● **What the task asks**
Output all the records word for word. Drop the pictures.

● **Raw data**
-- Opening Marker --

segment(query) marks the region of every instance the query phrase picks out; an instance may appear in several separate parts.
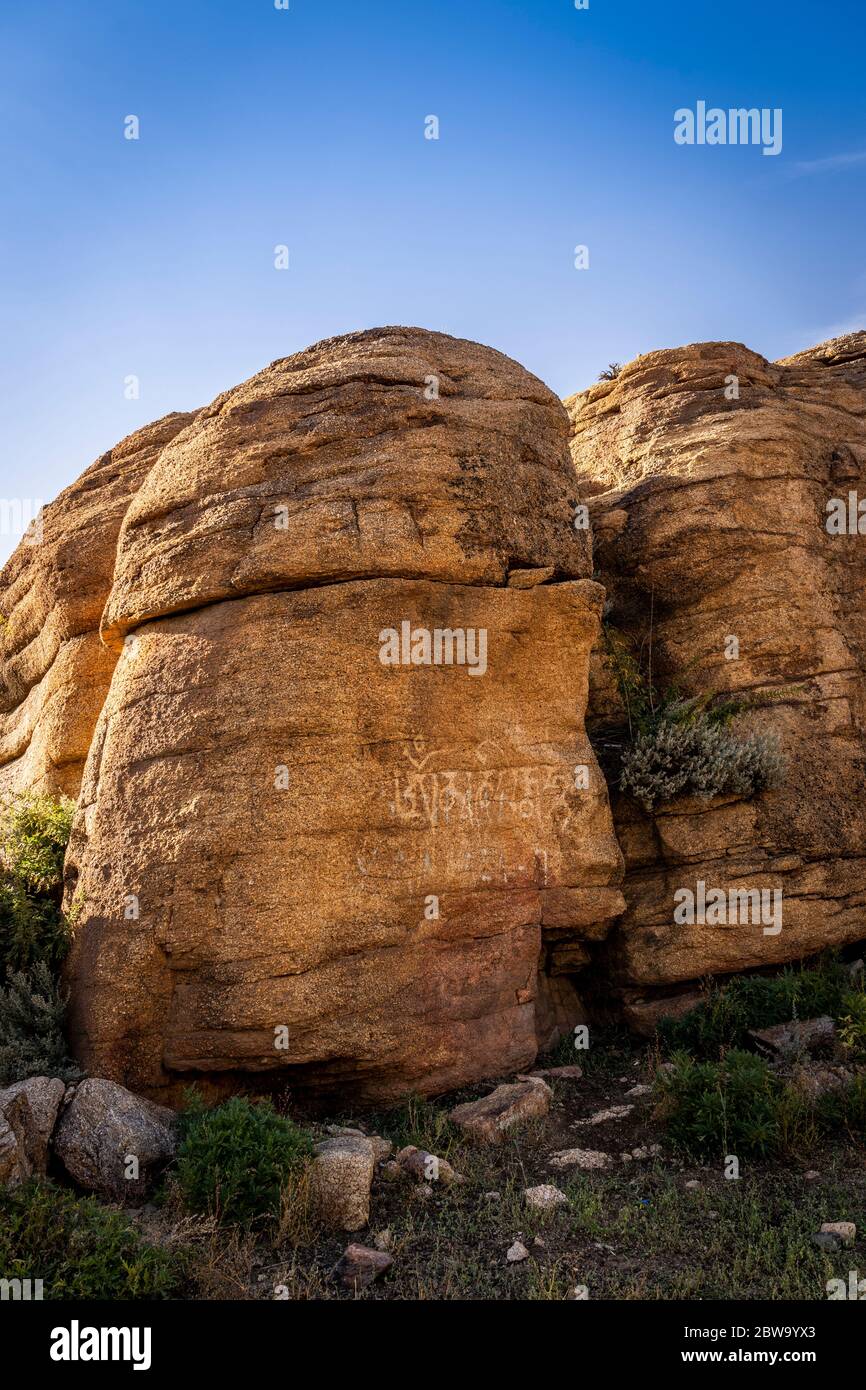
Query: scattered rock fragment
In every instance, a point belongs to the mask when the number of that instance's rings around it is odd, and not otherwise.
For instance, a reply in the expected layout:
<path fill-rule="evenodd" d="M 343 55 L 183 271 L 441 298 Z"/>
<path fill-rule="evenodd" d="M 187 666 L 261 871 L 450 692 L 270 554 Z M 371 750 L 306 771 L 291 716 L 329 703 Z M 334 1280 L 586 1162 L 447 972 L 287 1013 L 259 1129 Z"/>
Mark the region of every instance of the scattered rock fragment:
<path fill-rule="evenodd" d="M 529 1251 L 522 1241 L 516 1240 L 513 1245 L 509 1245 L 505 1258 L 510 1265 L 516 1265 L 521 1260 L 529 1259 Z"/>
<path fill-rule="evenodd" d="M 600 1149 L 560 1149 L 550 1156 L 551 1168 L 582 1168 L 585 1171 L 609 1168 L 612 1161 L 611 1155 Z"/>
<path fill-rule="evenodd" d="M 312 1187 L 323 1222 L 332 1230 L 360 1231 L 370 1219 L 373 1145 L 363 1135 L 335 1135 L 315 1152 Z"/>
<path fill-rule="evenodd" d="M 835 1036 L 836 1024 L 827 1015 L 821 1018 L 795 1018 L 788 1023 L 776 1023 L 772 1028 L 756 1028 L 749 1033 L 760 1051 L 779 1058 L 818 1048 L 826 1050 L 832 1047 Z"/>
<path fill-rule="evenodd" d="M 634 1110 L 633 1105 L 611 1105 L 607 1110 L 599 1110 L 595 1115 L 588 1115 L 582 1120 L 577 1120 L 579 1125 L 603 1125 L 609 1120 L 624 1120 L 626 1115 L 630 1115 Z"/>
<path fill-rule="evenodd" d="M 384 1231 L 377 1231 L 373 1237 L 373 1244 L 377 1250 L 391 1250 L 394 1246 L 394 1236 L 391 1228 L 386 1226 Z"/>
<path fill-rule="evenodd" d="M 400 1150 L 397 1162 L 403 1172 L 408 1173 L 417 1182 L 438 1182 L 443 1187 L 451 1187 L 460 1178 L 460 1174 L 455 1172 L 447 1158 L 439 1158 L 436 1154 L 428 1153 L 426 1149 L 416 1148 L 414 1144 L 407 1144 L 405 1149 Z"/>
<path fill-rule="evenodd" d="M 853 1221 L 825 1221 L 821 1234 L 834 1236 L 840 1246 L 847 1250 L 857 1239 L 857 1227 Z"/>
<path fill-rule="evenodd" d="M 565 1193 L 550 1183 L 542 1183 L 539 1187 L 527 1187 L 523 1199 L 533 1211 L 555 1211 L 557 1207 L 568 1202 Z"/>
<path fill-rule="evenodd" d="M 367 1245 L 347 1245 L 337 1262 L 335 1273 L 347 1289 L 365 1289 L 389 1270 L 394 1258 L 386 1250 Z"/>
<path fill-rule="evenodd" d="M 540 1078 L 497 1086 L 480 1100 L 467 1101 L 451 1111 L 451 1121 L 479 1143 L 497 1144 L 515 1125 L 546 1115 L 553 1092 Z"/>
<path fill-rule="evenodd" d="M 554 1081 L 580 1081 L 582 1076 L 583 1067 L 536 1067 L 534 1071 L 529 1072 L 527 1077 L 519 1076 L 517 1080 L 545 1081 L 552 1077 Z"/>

-- Closing Marker --

● **Solution**
segment(query) marks the region of every instance the query phrase picks out; an instance may appear in several separate parts.
Query: scattered rock fragment
In every instance, a point belongs to the mask when the number of that instance's rings around it is odd, and not otherwise.
For instance, a reply in the expected layout:
<path fill-rule="evenodd" d="M 343 55 L 183 271 L 441 298 Z"/>
<path fill-rule="evenodd" d="M 187 666 L 261 871 L 450 692 L 270 554 Z M 371 750 L 306 771 L 291 716 L 329 703 Z M 334 1280 L 586 1162 L 447 972 L 287 1013 L 259 1129 Z"/>
Mark the region of every instance of the scattered rock fragment:
<path fill-rule="evenodd" d="M 529 1251 L 522 1241 L 516 1240 L 513 1245 L 509 1245 L 505 1258 L 510 1265 L 516 1265 L 521 1260 L 529 1259 Z"/>
<path fill-rule="evenodd" d="M 600 1149 L 560 1149 L 550 1156 L 551 1168 L 582 1168 L 585 1171 L 609 1168 L 612 1161 L 611 1155 Z"/>
<path fill-rule="evenodd" d="M 312 1187 L 323 1222 L 332 1230 L 360 1231 L 370 1219 L 373 1145 L 363 1135 L 335 1135 L 315 1152 Z"/>
<path fill-rule="evenodd" d="M 835 1036 L 836 1024 L 827 1015 L 821 1018 L 795 1018 L 788 1023 L 776 1023 L 772 1028 L 756 1028 L 749 1033 L 760 1051 L 779 1058 L 818 1048 L 826 1050 L 832 1047 Z"/>
<path fill-rule="evenodd" d="M 634 1110 L 633 1105 L 611 1105 L 607 1110 L 599 1110 L 595 1115 L 588 1115 L 582 1120 L 577 1120 L 579 1125 L 603 1125 L 609 1120 L 624 1120 L 626 1115 L 630 1115 Z"/>
<path fill-rule="evenodd" d="M 384 1231 L 377 1231 L 373 1237 L 373 1244 L 377 1250 L 391 1250 L 394 1246 L 394 1236 L 391 1228 L 386 1226 Z"/>
<path fill-rule="evenodd" d="M 400 1150 L 397 1162 L 403 1172 L 408 1173 L 417 1182 L 438 1182 L 443 1187 L 451 1187 L 460 1178 L 460 1174 L 455 1172 L 447 1158 L 439 1158 L 436 1154 L 428 1153 L 426 1149 L 416 1148 L 414 1144 L 407 1144 L 405 1149 Z"/>
<path fill-rule="evenodd" d="M 853 1221 L 825 1221 L 821 1234 L 834 1236 L 840 1246 L 847 1250 L 857 1239 L 857 1227 Z"/>
<path fill-rule="evenodd" d="M 565 1193 L 550 1183 L 542 1183 L 539 1187 L 527 1187 L 523 1199 L 533 1211 L 555 1211 L 557 1207 L 568 1202 Z"/>
<path fill-rule="evenodd" d="M 367 1245 L 347 1245 L 337 1262 L 335 1273 L 347 1289 L 365 1289 L 389 1270 L 394 1258 L 386 1250 Z"/>
<path fill-rule="evenodd" d="M 540 1078 L 497 1086 L 480 1100 L 467 1101 L 451 1111 L 451 1121 L 479 1143 L 497 1144 L 515 1125 L 546 1115 L 553 1092 Z"/>
<path fill-rule="evenodd" d="M 554 1081 L 580 1081 L 582 1076 L 583 1067 L 536 1067 L 534 1071 L 529 1072 L 527 1077 L 519 1076 L 517 1080 L 545 1081 L 552 1077 Z"/>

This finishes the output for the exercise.